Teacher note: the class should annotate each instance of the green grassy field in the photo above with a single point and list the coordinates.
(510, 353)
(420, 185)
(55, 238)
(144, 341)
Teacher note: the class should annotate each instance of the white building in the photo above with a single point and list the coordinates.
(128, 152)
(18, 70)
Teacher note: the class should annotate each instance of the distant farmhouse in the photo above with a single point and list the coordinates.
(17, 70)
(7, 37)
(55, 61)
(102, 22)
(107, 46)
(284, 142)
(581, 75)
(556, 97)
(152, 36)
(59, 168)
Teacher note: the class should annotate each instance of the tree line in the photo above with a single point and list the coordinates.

* * *

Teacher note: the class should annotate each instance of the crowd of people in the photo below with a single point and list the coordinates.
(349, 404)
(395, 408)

**TASK DETAILS**.
In the data above, start at the line that has "of the green", stop after the line that has "of the tree", and print every line in between exactly as it stands.

**SOLUTION**.
Teacher note: the class should annotate each instance of the green grassy field in the photo above with a single point and list the coordinates.
(510, 353)
(420, 185)
(55, 238)
(144, 341)
Teacher note: the class should annotate each instance of the white building in the photo above with a single point and list the coordinates.
(128, 152)
(18, 70)
Teacher note: the class should annotate each instance of the distant farmhouse in the photo above with a single point and list the coordinates.
(17, 70)
(7, 37)
(55, 61)
(102, 22)
(107, 46)
(284, 142)
(581, 75)
(556, 97)
(152, 36)
(59, 168)
Teacher note: the class should annotate each instance of the tree line in the photo above with a single point and list the coordinates.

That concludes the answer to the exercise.